**Brief**
List each line of the data that holds the word "form".

**Extracted material**
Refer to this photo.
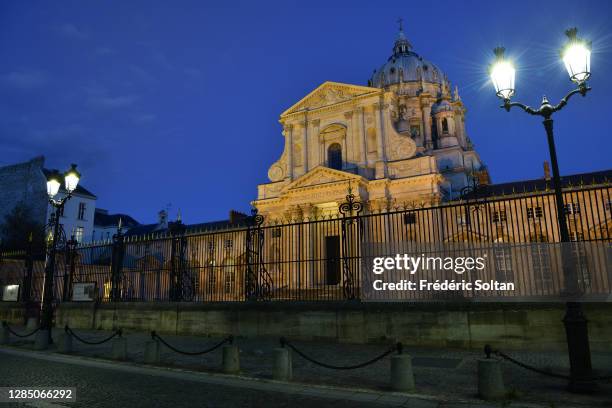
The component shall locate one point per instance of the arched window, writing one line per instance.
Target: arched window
(334, 156)
(541, 262)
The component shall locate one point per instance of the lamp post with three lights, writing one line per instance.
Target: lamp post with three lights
(71, 180)
(576, 56)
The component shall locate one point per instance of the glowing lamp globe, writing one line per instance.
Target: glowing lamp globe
(71, 178)
(502, 74)
(576, 56)
(53, 184)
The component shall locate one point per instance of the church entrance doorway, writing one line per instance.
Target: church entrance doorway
(332, 256)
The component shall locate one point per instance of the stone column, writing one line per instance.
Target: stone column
(308, 213)
(351, 155)
(288, 131)
(426, 109)
(380, 137)
(315, 144)
(305, 145)
(359, 120)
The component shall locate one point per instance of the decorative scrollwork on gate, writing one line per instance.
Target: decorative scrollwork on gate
(258, 283)
(350, 211)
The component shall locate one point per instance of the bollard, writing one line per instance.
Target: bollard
(31, 324)
(402, 377)
(283, 370)
(119, 351)
(5, 336)
(41, 340)
(152, 352)
(490, 382)
(231, 359)
(65, 343)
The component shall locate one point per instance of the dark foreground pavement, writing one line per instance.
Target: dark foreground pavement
(107, 387)
(444, 378)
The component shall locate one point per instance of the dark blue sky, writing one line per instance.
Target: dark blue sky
(178, 102)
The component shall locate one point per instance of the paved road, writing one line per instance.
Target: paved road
(113, 387)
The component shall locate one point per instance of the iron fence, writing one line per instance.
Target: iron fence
(322, 257)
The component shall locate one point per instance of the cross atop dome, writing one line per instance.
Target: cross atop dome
(402, 45)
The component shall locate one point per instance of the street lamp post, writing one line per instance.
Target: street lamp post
(71, 180)
(576, 56)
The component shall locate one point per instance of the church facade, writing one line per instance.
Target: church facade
(400, 139)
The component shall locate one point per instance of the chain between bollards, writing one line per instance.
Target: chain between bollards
(229, 339)
(14, 333)
(396, 347)
(70, 332)
(489, 350)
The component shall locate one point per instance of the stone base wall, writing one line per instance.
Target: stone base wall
(507, 326)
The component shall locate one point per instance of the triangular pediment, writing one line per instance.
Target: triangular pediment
(323, 175)
(329, 93)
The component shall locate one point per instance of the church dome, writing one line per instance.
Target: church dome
(441, 106)
(405, 65)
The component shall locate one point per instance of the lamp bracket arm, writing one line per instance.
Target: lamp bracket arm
(582, 89)
(507, 105)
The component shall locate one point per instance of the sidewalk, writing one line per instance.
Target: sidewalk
(447, 375)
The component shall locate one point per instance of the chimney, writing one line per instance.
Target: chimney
(236, 216)
(162, 218)
(546, 170)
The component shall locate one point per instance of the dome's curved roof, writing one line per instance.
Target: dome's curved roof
(405, 65)
(441, 106)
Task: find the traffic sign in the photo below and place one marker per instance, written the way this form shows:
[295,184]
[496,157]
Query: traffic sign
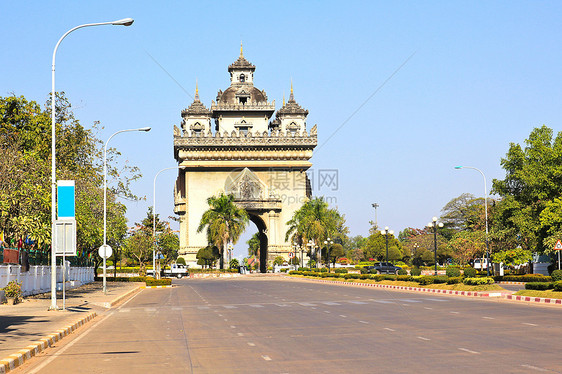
[105,253]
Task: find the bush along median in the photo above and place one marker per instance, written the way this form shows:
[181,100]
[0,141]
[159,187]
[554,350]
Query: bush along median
[423,281]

**Response area**
Task: find the traffic sign in the photo below and place one marker per instance, written the way this form shows:
Task: find the bush along median in the photo above and place one marker per instance, written the way this form shows:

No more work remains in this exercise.